Entries shown =
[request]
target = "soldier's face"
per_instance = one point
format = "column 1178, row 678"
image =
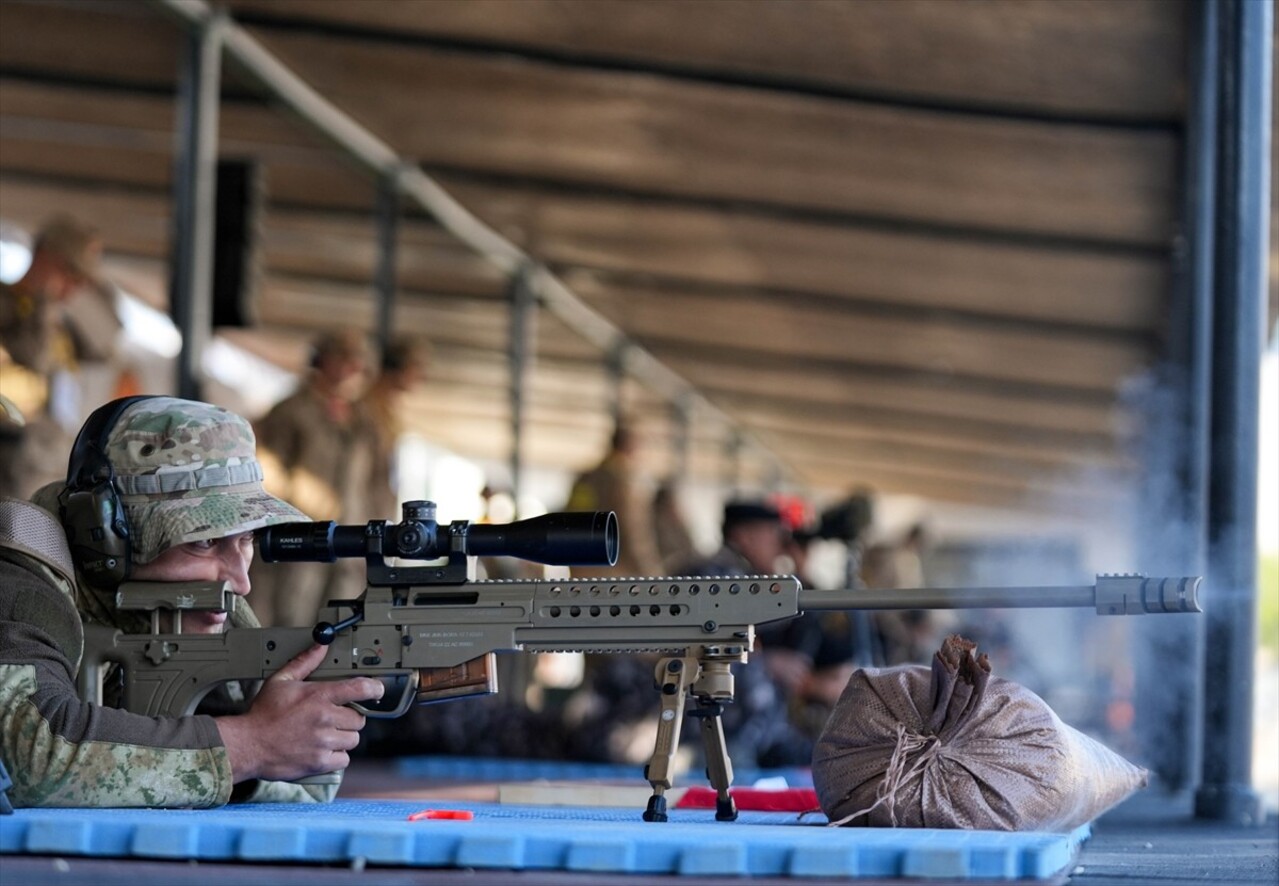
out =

* * *

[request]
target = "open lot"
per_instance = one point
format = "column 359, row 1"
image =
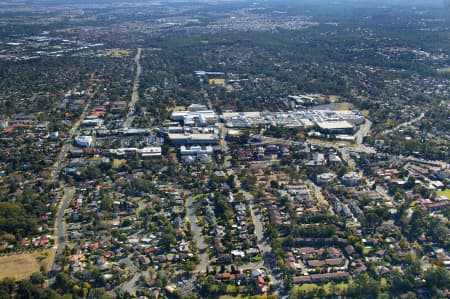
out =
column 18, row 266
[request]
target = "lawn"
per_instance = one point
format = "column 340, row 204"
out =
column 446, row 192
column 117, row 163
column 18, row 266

* * *

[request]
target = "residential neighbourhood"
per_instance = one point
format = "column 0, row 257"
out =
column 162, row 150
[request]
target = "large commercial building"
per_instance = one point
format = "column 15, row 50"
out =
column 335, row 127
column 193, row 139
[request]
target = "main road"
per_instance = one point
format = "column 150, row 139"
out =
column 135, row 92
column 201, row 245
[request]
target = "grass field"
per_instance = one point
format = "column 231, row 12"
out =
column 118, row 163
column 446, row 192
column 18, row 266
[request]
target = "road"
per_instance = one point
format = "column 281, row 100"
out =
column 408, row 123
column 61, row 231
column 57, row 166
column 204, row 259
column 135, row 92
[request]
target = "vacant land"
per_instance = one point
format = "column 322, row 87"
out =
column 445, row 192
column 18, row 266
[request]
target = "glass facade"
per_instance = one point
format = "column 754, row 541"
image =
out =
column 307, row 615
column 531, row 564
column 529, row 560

Brief = Please tally the lines in the listing above that contain the string "target" and reply with the number alone.

Task solution = 10